ФРАГМЕНТ ДЛЯ ЧТЕНИЯ:
>>>>
Разумеется, цифры — это еще не все. Если принимать в расчет другие факторы (особенно соотношение офицеров, военнослужащих унтер-офицерского состава и единиц вооружения к рядовым), то разница не столь очевидна. В военных кругах спорили и о военной технике, и о роли живой силы: например, о месте кавалерии в современной войне, о совершенствовании полевой артиллерии и оснащении войск пулеметами. Радикально настроенным членам Генштаба было свойственно особое внимание к железным дорогам.
Таблица 11. Личный состав сухопутных и военно-морских сил пяти великих держав в виде доли их населения (1890–1913/14 гг.)
прим. Кеннеди приводит показатели для населения по состоянию на 1913 год, показатели для вооруженных сил — на 1914 год.
источник: Kennedy, Great Towers, pp. 255, 261.
Их усилия не пропали зря. В 1870 году на мобилизацию прусской армии против Франции ушло 27 дней, а уже в 1891 году мобилизация в границах Германской империи шла в пяти часовых поясах. В следующие десятилетия Генштаб посвятил себя решению этой проблемы. Кроме проведения военных игр, составления карт, сбора исторических материалов и обобщения опыта войн, а также полевых поездок{606}, в обязанности Генштаба входили разработка и совершенствование плана военных перевозок — пятого, главного этапа мобилизации. Шлиффен в одном из последних вариантов своего плана взял за модель “войны на уничтожение” против Франции битву при Каннах [в 216 году до н. э.], но как доставить войска в нужное место в нужный момент, пришлось ломать голову технократам вроде [главы Железнодорожного отделения Генштаба] Вильгельма Грёнера. В данном случае знакомство с древней историей значило меньше, чем знание схем железнодорожного сообщения и графиков движения поездов. К началу Первой мировой войны план военных перевозок предполагал 312-часовое мероприятие с привлечением 11 тысяч эшелонов, которые перевозили 2 миллиона человек, 600 тысяч лошадей и необходимые припасы{607}.
<<<<
ИССЛЕДУЕМЫЕ ДАННЫЕ:
>>>>
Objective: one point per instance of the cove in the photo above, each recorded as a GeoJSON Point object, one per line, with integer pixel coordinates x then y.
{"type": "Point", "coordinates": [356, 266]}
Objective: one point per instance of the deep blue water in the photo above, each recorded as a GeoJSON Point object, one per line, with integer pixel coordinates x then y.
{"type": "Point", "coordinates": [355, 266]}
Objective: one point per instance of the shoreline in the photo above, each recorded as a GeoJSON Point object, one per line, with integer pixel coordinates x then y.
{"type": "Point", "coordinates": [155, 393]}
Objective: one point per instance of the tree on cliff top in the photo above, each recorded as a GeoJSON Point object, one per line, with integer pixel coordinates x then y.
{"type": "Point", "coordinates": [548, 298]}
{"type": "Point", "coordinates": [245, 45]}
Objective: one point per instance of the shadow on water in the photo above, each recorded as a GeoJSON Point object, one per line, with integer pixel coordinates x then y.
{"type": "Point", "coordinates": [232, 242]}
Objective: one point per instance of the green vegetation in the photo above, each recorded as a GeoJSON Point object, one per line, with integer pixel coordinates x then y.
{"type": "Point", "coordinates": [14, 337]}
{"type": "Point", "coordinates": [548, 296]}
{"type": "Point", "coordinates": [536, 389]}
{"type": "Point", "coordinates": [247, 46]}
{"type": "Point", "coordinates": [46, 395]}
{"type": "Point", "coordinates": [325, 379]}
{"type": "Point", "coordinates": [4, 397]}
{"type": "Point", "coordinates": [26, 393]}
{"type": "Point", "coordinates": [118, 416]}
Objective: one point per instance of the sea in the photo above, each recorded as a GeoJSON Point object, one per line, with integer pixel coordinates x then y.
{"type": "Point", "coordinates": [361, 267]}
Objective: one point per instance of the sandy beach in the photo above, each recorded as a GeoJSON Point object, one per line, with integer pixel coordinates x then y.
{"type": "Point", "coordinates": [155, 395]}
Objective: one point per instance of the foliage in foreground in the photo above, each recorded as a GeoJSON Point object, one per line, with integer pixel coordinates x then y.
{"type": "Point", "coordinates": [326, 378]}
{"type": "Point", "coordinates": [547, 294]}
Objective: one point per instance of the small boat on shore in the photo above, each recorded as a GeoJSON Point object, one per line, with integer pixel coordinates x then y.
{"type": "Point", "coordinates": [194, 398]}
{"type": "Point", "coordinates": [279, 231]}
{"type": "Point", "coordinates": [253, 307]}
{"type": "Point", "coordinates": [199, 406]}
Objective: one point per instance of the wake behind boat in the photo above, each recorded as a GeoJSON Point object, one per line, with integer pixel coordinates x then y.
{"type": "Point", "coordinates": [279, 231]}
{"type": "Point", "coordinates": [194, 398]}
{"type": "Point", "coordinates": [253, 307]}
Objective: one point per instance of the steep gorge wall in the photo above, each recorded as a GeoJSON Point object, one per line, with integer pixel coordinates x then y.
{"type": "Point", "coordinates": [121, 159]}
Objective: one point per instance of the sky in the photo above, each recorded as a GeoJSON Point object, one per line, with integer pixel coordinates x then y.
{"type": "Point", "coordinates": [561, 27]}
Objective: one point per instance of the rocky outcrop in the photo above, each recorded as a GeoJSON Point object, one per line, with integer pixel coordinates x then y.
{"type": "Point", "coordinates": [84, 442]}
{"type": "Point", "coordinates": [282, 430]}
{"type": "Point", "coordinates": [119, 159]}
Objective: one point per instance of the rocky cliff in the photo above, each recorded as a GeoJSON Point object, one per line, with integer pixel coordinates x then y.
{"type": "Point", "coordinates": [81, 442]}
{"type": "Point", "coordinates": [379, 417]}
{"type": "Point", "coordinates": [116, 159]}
<<<<
ВОПРОСЫ:
a) Определите, согласуются ли с фрагментом о Генштабе утверждения: (i) в 1870 году мобилизация прусской армии против Франции заняла 27 дней; (ii) план военных перевозок был первым этапом мобилизации; (iii) к началу Первой мировой войны план военных перевозок предполагал 11 тысяч эшелонов. На каждое ответьте «да» или «нет» и приведите точную цитату из фрагмента, на которой основан ответ.
b) Выведите из фрагмента о Генштабе отрывок от слов «Разумеется, цифры —» до слов «на 1914 год.» включительно.
Этот материал взят из другого источника.

ОТВЕТЫ ПО ЗАДАНИЯМ:
a)
(i) Да: «В 1870 году на мобилизацию прусской армии против Франции ушло 27 дней».
(ii) Нет: «пятого, главного этапа мобилизации».
(iii) Да: «с привлечением 11 тысяч эшелонов».

b)
Разумеется, цифры — это еще не все. Если принимать в расчет другие факторы (особенно соотношение офицеров, военнослужащих унтер-офицерского состава и единиц вооружения к рядовым), то разница не столь очевидна. В военных кругах спорили и о военной технике, и о роли живой силы: например, о месте кавалерии в современной войне, о совершенствовании полевой артиллерии и оснащении войск пулеметами. Радикально настроенным членам Генштаба было свойственно особое внимание к железным дорогам.
Таблица 11. Личный состав сухопутных и военно-морских сил пяти великих держав в виде доли их населения (1890–1913/14 гг.)
прим. Кеннеди приводит показатели для населения по состоянию на 1913 год, показатели для вооруженных сил — на 1914 год.